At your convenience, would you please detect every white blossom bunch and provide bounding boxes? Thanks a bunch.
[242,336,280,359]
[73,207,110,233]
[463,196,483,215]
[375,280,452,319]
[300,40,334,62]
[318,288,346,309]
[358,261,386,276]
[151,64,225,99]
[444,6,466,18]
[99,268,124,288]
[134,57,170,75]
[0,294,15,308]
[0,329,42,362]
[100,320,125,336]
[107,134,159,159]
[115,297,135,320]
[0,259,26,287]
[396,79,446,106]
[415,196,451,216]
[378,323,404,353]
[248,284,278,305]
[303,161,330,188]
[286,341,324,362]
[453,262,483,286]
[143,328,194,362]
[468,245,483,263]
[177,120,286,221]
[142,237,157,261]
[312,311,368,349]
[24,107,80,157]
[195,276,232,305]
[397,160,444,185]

---

:: WHAT IS NEEDED ::
Please print out every entry again, exactly as it reads.

:: ANSWER SPACE ::
At your convenience, would you please detect every white blossom bunch and provide bounding boxes? Thanks a bunch.
[242,336,280,359]
[73,207,110,233]
[463,196,483,215]
[375,280,452,319]
[300,40,334,62]
[318,288,346,309]
[358,261,386,276]
[151,64,225,99]
[444,6,466,18]
[99,268,124,288]
[134,57,170,75]
[0,294,15,308]
[0,329,42,362]
[100,320,125,336]
[107,134,159,159]
[115,297,135,320]
[0,259,26,287]
[396,79,446,106]
[415,196,451,216]
[378,323,404,353]
[248,284,278,305]
[303,161,330,188]
[286,341,324,362]
[453,262,483,286]
[143,328,194,362]
[468,245,483,263]
[177,120,286,221]
[142,237,157,261]
[312,311,368,349]
[24,107,80,157]
[195,276,232,305]
[397,160,444,185]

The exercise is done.